START Source extract
Accordingly, that branch of the application seeking dismissal of the within complaint pursuant to CPLR §3211 (a)(8), is hereby DENIED.

CPLR §3211(a)(3)

The Court now addresses that branch of Stanley Avenue's application interposed in accordance with CPLR§3211(a)(3), the provisions of which state the following, in pertinent part: "[a] party may move for judgment dismissing one or more causes of action asserted against him on the ground that: (3) the party asserting the cause of action has no legal capacity to sue."

Business Corporation Law §1005(a)(1) provides that after dissolution "[t]he corporation shall carry on no business except for the purpose of winding up its affairs." Additionally, Business Corporation Law §1006 (a) states the following: "[a] dissolved corporation, its directors, officers and shareholders may continue to function for the purpose of winding up the affairs of the corporation in the same manner as if the dissolution had not taken place, * * * ."

Accordingly, under the foregoing statutes, TIA had the capacity to commence the underlying action within the circumscribed context of "winding up its affairs" (id.; Tedesco v A. P. Green Industries, Inc., 8NY3d 243 [2007]). However, in the instant matter, the record demonstrates at the time the underlying action was commenced on June 29,2011, TIA was not winding up its affairs but rather remained actively engaged in conducting its business (id.). More particularly, while TIA was dissolved as of October 28, 2009, it nonetheless continued to operate its business at the subject premises until September 30, 2011, when it was evicted in accordance with a Non-Payment proceeding commenced in Kings County by Stanley Realty (id.).

Therefore, based upon the foregoing, that branch of the instant application, which seeks an order dismissing the underlying complaint on the basis that TIA lacks the capacity to sue, is hereby GRANTED (CPLR §3211 [a] [3], [7]).

CPLR 3211(a)(1):

Notwithstanding the foregoing determination, this Court finds that even assuming TIA indeed possessed the legal capacity to sue the defendants, the record establishes that dismissal of the underlying complaint would be warranted under CPLR §3211(a)(1). Accordingly, this Court will address Stanley Avenue's application made thereunder.

CPLR §3211(a)(1) states that "[a] party may move for judgment dismissing one or more causes of action asserted against him on the ground that * * * a defense is founded upon documentary evidence." An application predicated upon this section of law will be granted only upon a showing that the "documentary evidence resolves all factual issues as a matter of law, and conclusively disposes of the plaintiffs claim" (Fontanetta v Doe, 73 AD3d 78 [2d Dept 2010] quoting Scadura v Robillard, 256 Ad2d 567 [2d Dept 1998]; Fortis Financial Services, LLC. v Fimat Futures USA, 290 AD2d 383 [1st Dept 2002]). As to that which constitutes a document within the purview of the statute, a commercial lease has been held to be a document upon which relief can be predicated (Fontanetta v Doe, 73 AD3d 78 [2d Dept 2010], supra; 150 Broadway N. Y. Assoc., L.P. v Bodner, 14 AD3d 1 [1st Dept 2004]).
END Source extract
START Material supplied
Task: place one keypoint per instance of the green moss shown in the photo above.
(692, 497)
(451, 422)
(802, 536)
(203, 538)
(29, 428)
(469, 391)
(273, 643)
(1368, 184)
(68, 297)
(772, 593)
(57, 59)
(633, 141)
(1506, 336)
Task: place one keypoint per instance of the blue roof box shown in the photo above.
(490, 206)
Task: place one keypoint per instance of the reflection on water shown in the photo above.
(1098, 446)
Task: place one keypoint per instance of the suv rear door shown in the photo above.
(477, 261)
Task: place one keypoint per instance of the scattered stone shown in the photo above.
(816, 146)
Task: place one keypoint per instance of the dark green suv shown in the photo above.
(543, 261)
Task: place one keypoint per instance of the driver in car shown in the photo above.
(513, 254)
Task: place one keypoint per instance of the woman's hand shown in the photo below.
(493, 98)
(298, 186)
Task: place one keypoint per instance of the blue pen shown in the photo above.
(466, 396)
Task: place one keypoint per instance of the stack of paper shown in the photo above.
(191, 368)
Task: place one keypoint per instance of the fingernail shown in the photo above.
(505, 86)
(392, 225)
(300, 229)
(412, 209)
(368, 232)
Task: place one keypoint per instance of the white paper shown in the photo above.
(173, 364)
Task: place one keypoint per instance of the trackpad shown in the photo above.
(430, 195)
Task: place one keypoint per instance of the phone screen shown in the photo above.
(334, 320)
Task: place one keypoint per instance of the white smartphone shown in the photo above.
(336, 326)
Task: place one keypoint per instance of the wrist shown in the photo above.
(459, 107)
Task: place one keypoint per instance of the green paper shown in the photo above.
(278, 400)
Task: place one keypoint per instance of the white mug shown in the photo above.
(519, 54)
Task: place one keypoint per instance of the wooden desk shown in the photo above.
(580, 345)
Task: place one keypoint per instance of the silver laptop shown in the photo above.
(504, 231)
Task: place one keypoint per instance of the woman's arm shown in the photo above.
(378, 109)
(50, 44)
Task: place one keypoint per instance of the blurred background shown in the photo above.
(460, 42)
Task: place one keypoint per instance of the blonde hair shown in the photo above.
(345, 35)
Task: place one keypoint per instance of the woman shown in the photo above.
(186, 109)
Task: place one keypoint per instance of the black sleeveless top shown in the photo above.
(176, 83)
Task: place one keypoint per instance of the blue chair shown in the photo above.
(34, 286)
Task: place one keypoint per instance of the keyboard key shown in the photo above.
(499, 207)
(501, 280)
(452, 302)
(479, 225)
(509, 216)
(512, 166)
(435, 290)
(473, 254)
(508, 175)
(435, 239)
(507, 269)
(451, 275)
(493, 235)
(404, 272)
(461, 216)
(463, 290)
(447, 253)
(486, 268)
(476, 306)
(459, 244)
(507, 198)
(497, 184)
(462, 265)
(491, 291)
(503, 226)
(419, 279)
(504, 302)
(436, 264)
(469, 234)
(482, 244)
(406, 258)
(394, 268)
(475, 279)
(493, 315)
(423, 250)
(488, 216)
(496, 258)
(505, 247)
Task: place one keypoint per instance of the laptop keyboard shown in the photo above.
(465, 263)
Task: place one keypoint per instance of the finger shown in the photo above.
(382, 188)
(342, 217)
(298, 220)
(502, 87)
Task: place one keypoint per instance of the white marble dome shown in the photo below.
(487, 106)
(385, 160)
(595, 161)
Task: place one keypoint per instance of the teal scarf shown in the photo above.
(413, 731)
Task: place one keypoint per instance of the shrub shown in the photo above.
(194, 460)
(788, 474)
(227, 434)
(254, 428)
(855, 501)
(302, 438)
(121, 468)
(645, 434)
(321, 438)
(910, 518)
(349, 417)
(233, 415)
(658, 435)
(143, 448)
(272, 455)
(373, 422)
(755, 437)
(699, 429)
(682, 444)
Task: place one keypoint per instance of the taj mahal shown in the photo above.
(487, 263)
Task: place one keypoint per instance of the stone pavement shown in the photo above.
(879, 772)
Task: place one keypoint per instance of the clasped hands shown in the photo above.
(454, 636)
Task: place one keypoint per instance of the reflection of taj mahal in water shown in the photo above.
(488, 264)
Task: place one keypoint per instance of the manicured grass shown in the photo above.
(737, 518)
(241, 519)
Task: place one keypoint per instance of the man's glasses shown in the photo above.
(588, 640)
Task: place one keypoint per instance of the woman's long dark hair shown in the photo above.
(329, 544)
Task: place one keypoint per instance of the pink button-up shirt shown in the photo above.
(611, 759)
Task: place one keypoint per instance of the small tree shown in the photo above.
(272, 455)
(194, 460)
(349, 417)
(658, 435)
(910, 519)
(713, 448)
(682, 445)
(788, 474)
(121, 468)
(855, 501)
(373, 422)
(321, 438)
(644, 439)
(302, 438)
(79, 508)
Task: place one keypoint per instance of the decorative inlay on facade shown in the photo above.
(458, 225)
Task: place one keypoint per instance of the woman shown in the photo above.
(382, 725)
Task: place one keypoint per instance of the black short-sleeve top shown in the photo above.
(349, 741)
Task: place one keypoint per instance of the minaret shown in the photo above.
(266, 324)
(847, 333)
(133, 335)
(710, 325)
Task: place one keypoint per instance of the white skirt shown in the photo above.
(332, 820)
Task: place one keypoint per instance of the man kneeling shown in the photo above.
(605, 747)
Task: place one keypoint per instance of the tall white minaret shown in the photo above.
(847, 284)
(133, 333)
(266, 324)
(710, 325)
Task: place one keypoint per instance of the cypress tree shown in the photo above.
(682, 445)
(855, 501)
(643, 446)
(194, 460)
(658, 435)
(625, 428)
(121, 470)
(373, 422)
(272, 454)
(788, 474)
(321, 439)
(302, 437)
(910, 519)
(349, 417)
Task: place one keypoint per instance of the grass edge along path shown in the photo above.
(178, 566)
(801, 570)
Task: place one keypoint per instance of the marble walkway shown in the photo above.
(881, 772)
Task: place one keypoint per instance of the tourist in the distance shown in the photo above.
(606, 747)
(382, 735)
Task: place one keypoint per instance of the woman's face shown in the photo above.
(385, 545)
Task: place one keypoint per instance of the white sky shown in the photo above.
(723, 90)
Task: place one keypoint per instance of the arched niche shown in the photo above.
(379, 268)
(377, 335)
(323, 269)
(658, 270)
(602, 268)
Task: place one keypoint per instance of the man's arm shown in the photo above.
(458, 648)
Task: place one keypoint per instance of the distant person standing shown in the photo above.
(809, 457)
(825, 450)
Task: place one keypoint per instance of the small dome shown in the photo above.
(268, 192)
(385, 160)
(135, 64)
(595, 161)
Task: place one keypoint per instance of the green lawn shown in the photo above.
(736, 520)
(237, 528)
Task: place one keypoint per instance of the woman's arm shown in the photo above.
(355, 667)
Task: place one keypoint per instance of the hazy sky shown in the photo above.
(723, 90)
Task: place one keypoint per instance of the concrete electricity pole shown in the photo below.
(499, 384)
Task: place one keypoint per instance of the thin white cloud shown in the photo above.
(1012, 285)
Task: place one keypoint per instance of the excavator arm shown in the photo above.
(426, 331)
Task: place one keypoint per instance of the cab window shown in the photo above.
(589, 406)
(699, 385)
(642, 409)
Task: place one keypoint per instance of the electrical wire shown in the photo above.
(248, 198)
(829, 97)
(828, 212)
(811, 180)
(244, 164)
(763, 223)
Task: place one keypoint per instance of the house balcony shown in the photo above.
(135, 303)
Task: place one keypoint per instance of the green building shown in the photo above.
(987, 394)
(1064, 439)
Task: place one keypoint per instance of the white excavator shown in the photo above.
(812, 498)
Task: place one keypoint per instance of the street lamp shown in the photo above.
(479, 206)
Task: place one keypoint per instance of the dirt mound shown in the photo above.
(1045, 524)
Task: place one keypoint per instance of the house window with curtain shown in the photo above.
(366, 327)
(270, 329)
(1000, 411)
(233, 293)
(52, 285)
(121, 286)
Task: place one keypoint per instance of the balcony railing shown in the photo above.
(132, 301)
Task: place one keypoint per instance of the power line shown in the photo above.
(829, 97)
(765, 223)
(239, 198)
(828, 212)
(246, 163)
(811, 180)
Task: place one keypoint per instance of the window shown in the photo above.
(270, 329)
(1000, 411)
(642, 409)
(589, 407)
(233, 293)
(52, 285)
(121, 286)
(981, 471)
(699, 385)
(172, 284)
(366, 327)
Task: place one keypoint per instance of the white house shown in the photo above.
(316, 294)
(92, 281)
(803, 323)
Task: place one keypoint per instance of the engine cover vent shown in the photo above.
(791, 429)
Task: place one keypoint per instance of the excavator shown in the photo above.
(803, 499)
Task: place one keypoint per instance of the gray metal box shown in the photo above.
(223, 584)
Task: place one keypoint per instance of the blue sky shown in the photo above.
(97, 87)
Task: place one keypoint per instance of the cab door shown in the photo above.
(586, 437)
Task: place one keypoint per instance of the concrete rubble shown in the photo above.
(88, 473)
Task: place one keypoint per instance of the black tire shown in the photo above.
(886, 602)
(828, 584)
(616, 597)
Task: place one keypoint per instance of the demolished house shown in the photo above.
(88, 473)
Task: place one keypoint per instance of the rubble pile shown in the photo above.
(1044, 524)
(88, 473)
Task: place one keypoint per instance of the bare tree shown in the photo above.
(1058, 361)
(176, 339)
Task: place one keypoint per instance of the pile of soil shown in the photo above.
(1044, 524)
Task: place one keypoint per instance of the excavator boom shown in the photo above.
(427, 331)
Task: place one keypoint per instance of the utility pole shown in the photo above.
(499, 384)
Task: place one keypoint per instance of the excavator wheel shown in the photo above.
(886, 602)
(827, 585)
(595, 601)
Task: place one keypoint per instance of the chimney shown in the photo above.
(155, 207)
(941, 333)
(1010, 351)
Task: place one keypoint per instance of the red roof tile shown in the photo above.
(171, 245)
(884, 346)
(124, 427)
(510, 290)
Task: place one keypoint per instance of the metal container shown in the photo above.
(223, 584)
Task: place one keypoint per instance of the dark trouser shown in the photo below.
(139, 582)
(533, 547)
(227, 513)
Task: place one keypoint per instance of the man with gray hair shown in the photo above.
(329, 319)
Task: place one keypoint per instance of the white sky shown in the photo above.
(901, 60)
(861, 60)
END Material supplied
● **Do this**:
In the court decision excerpt, do these statements agree with it? (a) TIA was dissolved as of October 28, 2009. (b) When the underlying action was commenced, TIA was winding up its affairs. (c) The branch of the application seeking dismissal under CPLR §3211 (a)(8) was granted. Answer each with yes or no and quote the deciding words.

● **Answer for this exercise**:
(a) Yes: "TIA was dissolved as of October 28, 2009"
(b) No: "TIA was not winding up its affairs but rather remained actively engaged in conducting its business"
(c) No: "is hereby DENIED"